## AIM OF THE EXERCISE
Copy each of the following items line for line, with no changes to any character.

## RECORDS FOR THE TASK
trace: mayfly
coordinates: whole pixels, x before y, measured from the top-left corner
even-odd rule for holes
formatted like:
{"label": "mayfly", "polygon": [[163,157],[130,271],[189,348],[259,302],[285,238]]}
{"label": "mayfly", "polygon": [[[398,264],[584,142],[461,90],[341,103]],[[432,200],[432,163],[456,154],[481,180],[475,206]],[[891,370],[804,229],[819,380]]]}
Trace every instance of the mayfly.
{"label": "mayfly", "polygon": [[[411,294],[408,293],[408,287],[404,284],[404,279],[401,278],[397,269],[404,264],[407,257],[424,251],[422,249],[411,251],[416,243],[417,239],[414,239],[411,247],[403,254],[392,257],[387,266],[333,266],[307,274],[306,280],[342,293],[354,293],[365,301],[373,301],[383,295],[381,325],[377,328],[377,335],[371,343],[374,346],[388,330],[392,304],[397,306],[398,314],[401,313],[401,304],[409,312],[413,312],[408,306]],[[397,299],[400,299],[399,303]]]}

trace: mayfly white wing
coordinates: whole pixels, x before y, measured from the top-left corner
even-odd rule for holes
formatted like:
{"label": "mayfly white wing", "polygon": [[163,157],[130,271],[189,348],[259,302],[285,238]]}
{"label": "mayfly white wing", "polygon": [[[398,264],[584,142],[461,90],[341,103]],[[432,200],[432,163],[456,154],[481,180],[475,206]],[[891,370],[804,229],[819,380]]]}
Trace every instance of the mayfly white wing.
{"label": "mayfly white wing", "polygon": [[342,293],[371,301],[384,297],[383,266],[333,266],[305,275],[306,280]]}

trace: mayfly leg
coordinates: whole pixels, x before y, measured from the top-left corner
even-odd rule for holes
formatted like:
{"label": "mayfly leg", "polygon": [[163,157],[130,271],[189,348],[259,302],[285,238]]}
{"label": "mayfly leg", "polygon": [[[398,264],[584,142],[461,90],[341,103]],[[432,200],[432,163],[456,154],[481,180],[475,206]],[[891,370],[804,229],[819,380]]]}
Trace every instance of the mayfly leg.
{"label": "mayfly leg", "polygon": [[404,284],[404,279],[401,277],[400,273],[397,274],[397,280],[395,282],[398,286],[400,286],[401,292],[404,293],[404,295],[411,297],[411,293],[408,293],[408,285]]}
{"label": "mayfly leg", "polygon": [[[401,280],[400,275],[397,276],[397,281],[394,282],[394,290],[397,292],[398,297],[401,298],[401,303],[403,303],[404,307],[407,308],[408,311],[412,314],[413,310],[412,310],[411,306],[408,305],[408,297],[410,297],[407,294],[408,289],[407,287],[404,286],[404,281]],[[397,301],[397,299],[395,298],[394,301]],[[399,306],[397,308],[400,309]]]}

## SOLUTION TO THE PROBLEM
trace: mayfly
coordinates: whole pixels, x before y, measured from the top-left corner
even-odd rule for holes
formatted like:
{"label": "mayfly", "polygon": [[163,157],[130,271],[189,348],[259,302],[285,238]]}
{"label": "mayfly", "polygon": [[[398,264],[584,142],[461,90],[341,103]],[[432,200],[432,163],[456,154],[481,180],[475,206]],[[891,370],[804,229],[819,380]]]}
Trace every instance of the mayfly.
{"label": "mayfly", "polygon": [[[411,294],[408,293],[408,287],[404,284],[404,279],[401,278],[397,269],[404,264],[407,257],[424,251],[422,249],[411,251],[416,243],[417,239],[414,239],[411,247],[403,254],[392,257],[387,266],[333,266],[307,274],[306,280],[342,293],[354,293],[365,301],[373,301],[383,295],[381,325],[377,328],[377,335],[371,343],[374,346],[388,330],[392,304],[397,306],[398,314],[401,313],[401,304],[409,312],[413,312],[408,306]],[[397,299],[400,299],[399,303]]]}

trace: mayfly white wing
coordinates: whole pixels, x before y, measured from the top-left corner
even-odd rule for holes
formatted like:
{"label": "mayfly white wing", "polygon": [[163,157],[130,271],[189,348],[259,302],[285,238]]}
{"label": "mayfly white wing", "polygon": [[[398,264],[584,142],[461,90],[341,103]],[[432,200],[432,163],[456,154],[481,180],[475,206]],[[891,370],[804,229],[819,380]]]}
Trace every instance of the mayfly white wing.
{"label": "mayfly white wing", "polygon": [[342,293],[371,301],[384,297],[383,266],[333,266],[305,275],[306,280]]}

trace: mayfly leg
coordinates: whole pixels, x before y, measured from the top-left corner
even-odd rule for holes
formatted like:
{"label": "mayfly leg", "polygon": [[163,157],[130,271],[189,348],[259,302],[285,238]]}
{"label": "mayfly leg", "polygon": [[[398,264],[584,142],[461,90],[341,103]],[[432,200],[432,163],[456,154],[481,180],[475,206]],[[891,370],[804,229],[819,380]]]}
Trace every instance of the mayfly leg.
{"label": "mayfly leg", "polygon": [[404,284],[404,279],[401,277],[400,273],[397,274],[397,280],[395,282],[398,286],[400,286],[401,292],[404,293],[404,295],[411,297],[411,293],[408,293],[408,285]]}
{"label": "mayfly leg", "polygon": [[[401,280],[400,275],[397,276],[397,281],[394,282],[394,290],[397,292],[398,297],[401,298],[401,303],[403,303],[404,307],[407,308],[408,311],[412,314],[413,310],[412,310],[411,306],[408,305],[408,297],[410,297],[407,294],[408,289],[407,287],[404,286],[404,281]],[[397,301],[397,299],[395,298],[394,301]],[[399,306],[397,308],[400,309]]]}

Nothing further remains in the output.